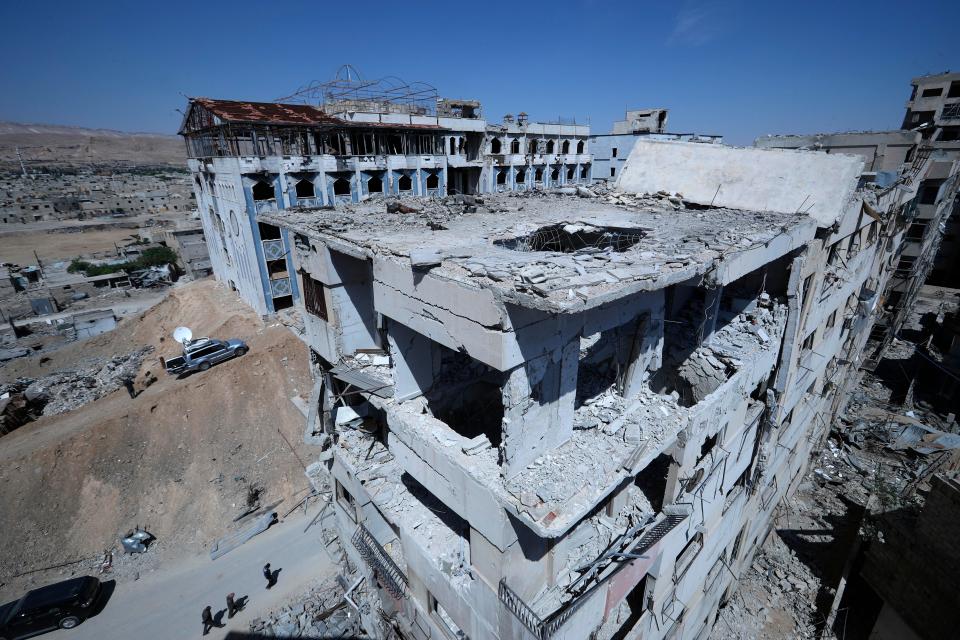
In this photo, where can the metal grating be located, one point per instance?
(544, 629)
(280, 287)
(388, 573)
(273, 249)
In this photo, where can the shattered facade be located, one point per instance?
(923, 158)
(576, 421)
(253, 157)
(610, 150)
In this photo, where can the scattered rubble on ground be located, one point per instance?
(321, 612)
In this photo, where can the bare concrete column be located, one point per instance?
(415, 361)
(538, 401)
(645, 354)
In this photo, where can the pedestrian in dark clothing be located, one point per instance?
(207, 620)
(268, 574)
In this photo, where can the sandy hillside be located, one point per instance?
(179, 458)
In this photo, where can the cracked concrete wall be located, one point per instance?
(781, 180)
(538, 400)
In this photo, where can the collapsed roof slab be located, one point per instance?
(780, 180)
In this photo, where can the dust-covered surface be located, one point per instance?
(859, 479)
(182, 459)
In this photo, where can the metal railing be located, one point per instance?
(628, 548)
(389, 574)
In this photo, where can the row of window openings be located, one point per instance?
(341, 186)
(532, 147)
(521, 176)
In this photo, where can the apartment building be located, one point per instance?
(610, 150)
(576, 421)
(250, 157)
(924, 154)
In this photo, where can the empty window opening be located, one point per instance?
(708, 445)
(346, 501)
(467, 396)
(263, 191)
(652, 481)
(268, 231)
(305, 189)
(449, 627)
(314, 297)
(569, 238)
(635, 604)
(600, 366)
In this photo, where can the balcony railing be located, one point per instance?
(629, 547)
(280, 287)
(388, 573)
(308, 202)
(265, 205)
(273, 249)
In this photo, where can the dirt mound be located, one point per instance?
(180, 458)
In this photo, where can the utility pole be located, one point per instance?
(23, 167)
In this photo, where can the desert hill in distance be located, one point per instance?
(56, 146)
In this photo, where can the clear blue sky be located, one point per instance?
(737, 68)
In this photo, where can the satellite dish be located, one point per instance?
(182, 335)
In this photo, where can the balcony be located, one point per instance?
(308, 202)
(273, 249)
(280, 287)
(263, 206)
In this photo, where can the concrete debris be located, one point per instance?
(321, 612)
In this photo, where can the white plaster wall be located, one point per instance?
(784, 181)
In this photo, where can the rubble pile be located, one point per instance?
(776, 599)
(321, 612)
(66, 390)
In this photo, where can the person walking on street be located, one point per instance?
(207, 620)
(268, 574)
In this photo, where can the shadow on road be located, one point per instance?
(106, 592)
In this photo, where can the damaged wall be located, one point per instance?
(778, 180)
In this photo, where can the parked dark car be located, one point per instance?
(203, 353)
(63, 605)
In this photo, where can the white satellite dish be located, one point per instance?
(182, 335)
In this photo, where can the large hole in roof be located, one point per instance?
(568, 238)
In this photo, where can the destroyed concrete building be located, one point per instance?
(365, 140)
(925, 152)
(576, 421)
(610, 150)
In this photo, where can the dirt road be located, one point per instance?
(166, 604)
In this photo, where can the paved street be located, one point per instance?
(166, 604)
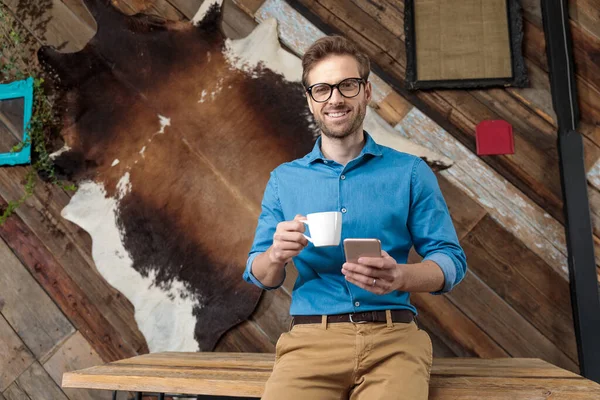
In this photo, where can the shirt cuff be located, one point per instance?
(249, 276)
(448, 268)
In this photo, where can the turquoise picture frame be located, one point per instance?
(14, 90)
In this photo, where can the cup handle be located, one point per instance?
(305, 222)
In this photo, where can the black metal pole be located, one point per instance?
(580, 244)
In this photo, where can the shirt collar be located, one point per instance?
(370, 147)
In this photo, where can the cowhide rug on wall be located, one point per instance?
(171, 131)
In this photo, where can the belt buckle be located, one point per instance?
(356, 322)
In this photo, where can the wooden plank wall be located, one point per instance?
(513, 302)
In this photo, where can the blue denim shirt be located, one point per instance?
(382, 194)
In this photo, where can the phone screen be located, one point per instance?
(356, 248)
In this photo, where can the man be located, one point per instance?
(353, 334)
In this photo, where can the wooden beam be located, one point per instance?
(69, 297)
(580, 244)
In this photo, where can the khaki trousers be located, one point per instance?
(353, 361)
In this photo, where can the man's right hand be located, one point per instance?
(288, 241)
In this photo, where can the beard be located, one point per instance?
(341, 131)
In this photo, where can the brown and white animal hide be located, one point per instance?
(171, 132)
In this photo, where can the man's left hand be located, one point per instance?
(379, 275)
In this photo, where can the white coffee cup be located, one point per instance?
(325, 228)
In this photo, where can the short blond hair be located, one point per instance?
(333, 45)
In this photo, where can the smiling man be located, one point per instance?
(353, 334)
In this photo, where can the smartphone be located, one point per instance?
(356, 248)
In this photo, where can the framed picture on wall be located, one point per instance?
(464, 44)
(16, 104)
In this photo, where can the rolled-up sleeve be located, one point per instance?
(270, 216)
(431, 228)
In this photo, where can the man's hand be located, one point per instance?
(379, 275)
(288, 241)
(382, 275)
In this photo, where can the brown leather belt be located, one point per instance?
(403, 316)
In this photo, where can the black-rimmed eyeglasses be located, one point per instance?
(321, 92)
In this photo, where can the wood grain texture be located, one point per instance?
(52, 23)
(187, 7)
(524, 281)
(245, 337)
(465, 211)
(15, 357)
(38, 385)
(30, 312)
(76, 353)
(74, 301)
(70, 246)
(245, 375)
(461, 333)
(505, 325)
(525, 220)
(15, 392)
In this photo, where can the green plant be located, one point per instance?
(18, 61)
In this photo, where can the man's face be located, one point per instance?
(339, 116)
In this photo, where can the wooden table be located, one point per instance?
(244, 375)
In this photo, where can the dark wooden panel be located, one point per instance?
(14, 392)
(30, 312)
(453, 327)
(76, 353)
(70, 298)
(505, 325)
(465, 211)
(245, 337)
(187, 7)
(38, 385)
(54, 25)
(15, 357)
(68, 247)
(526, 282)
(531, 169)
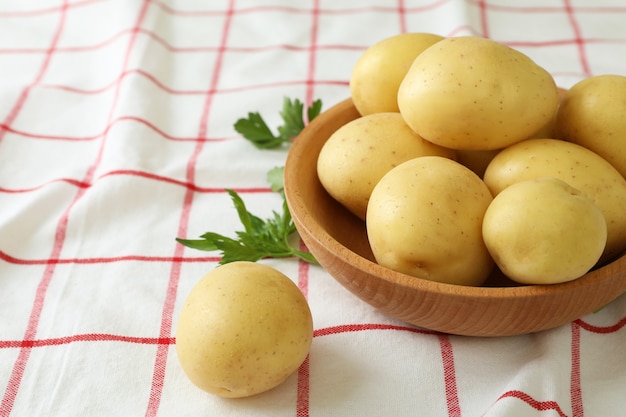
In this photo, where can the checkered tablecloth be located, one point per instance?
(116, 136)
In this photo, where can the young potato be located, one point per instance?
(379, 71)
(544, 231)
(360, 152)
(592, 115)
(476, 94)
(424, 219)
(577, 166)
(244, 328)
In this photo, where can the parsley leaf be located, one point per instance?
(259, 239)
(260, 135)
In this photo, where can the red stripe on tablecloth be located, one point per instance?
(303, 389)
(575, 382)
(580, 42)
(59, 239)
(108, 127)
(48, 10)
(17, 107)
(158, 377)
(19, 366)
(601, 329)
(537, 405)
(449, 375)
(88, 337)
(138, 173)
(107, 260)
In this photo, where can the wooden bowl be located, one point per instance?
(338, 240)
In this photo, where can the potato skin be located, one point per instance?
(577, 166)
(424, 219)
(359, 153)
(378, 72)
(543, 231)
(476, 94)
(592, 115)
(243, 329)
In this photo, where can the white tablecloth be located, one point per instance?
(116, 136)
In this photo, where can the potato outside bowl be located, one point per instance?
(338, 240)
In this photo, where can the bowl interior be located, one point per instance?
(338, 239)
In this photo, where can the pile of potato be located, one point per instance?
(467, 157)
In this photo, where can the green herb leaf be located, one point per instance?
(259, 239)
(260, 135)
(275, 179)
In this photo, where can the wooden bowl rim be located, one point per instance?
(303, 217)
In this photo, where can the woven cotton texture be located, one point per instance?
(116, 136)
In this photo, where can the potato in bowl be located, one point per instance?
(338, 239)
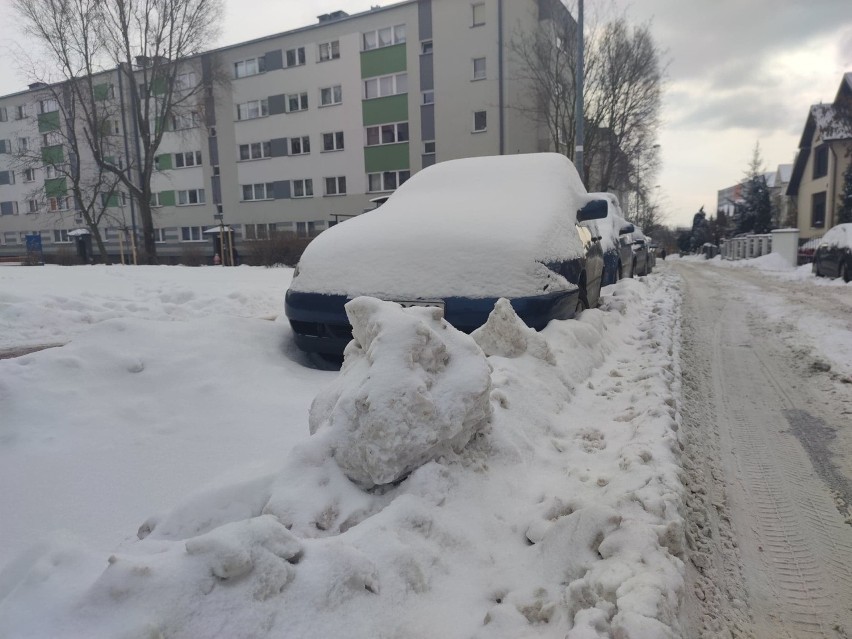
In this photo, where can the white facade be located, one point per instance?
(446, 90)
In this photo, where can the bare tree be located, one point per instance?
(61, 28)
(623, 108)
(623, 72)
(151, 46)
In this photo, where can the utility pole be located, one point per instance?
(578, 89)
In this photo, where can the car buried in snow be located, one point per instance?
(459, 235)
(833, 255)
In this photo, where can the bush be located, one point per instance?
(282, 249)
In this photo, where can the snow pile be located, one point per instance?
(558, 519)
(412, 388)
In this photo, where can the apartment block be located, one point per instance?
(296, 131)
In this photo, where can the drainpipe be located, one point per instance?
(578, 109)
(835, 164)
(501, 106)
(127, 155)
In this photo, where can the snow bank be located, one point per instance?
(412, 388)
(558, 519)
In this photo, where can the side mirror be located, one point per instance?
(594, 210)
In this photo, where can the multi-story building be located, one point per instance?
(308, 128)
(817, 179)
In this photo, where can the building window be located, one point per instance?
(188, 158)
(182, 121)
(329, 50)
(479, 68)
(335, 185)
(821, 161)
(252, 109)
(191, 234)
(386, 181)
(259, 231)
(294, 57)
(258, 191)
(331, 95)
(332, 141)
(300, 145)
(252, 66)
(57, 203)
(9, 208)
(48, 106)
(385, 86)
(480, 121)
(477, 10)
(383, 37)
(303, 188)
(185, 80)
(297, 102)
(387, 134)
(190, 197)
(255, 151)
(818, 210)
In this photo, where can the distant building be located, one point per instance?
(817, 178)
(313, 125)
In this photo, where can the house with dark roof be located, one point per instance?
(825, 151)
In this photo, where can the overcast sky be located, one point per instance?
(740, 71)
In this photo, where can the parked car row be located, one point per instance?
(460, 235)
(833, 255)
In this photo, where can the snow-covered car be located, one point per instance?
(833, 256)
(460, 235)
(615, 241)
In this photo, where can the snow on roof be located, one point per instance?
(830, 124)
(475, 227)
(840, 235)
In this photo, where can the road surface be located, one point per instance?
(767, 438)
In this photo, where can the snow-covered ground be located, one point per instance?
(177, 469)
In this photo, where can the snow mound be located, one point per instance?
(506, 335)
(412, 389)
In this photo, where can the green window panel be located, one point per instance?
(383, 61)
(53, 154)
(167, 198)
(101, 91)
(393, 108)
(55, 187)
(388, 157)
(163, 162)
(48, 121)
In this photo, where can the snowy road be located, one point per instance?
(767, 429)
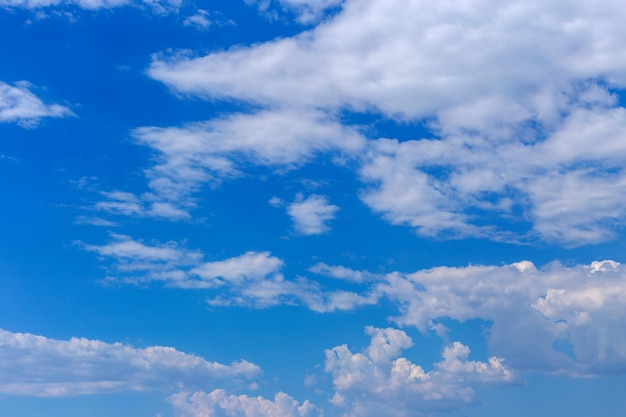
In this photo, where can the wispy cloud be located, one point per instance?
(311, 215)
(218, 403)
(19, 105)
(507, 146)
(38, 366)
(253, 279)
(378, 381)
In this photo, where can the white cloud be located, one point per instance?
(219, 404)
(528, 311)
(251, 280)
(37, 366)
(307, 11)
(19, 105)
(379, 381)
(189, 157)
(564, 189)
(517, 94)
(201, 20)
(157, 6)
(250, 266)
(531, 314)
(343, 273)
(311, 215)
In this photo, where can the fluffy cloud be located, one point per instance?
(555, 319)
(307, 11)
(188, 158)
(380, 382)
(219, 404)
(37, 366)
(165, 6)
(564, 189)
(19, 105)
(310, 215)
(531, 312)
(252, 279)
(515, 93)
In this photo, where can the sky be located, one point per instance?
(307, 208)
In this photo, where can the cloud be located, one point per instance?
(253, 279)
(529, 312)
(19, 105)
(201, 20)
(343, 273)
(515, 94)
(219, 404)
(190, 157)
(378, 381)
(157, 6)
(557, 319)
(564, 189)
(37, 366)
(310, 215)
(306, 11)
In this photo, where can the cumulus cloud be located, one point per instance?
(19, 105)
(517, 94)
(310, 215)
(38, 366)
(530, 313)
(378, 381)
(219, 404)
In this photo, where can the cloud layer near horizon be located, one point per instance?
(35, 365)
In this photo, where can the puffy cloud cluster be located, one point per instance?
(557, 319)
(189, 157)
(19, 105)
(531, 312)
(379, 381)
(219, 404)
(37, 366)
(519, 97)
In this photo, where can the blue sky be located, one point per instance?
(298, 208)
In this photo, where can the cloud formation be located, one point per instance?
(219, 404)
(193, 156)
(19, 105)
(310, 215)
(556, 319)
(513, 93)
(37, 366)
(378, 381)
(531, 314)
(253, 279)
(158, 6)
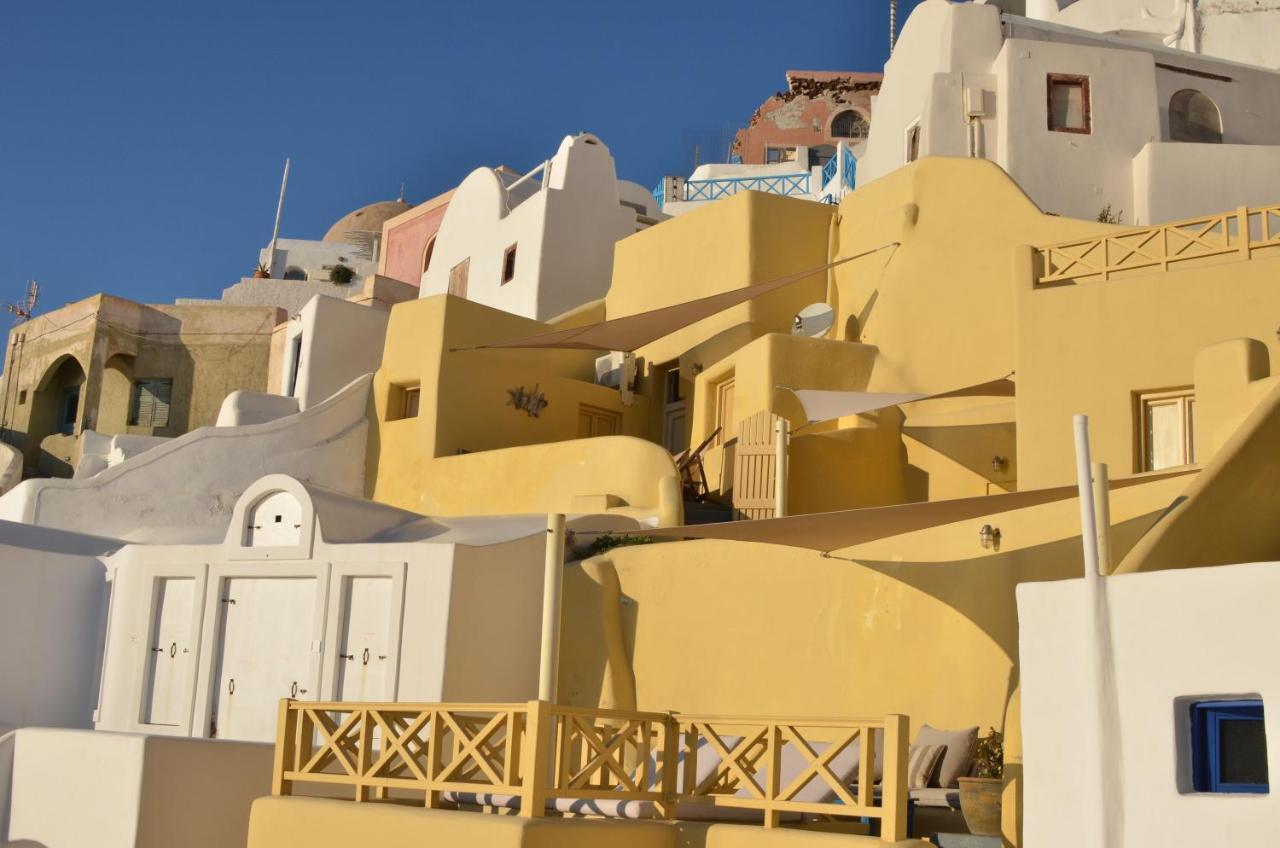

##########

Identify every line in the records that contains the word "apartment", and copy each of those lines.

In this photo, where can the apartment building be located, one point per instance?
In this photo, where can the apartment block be located, one point per instance?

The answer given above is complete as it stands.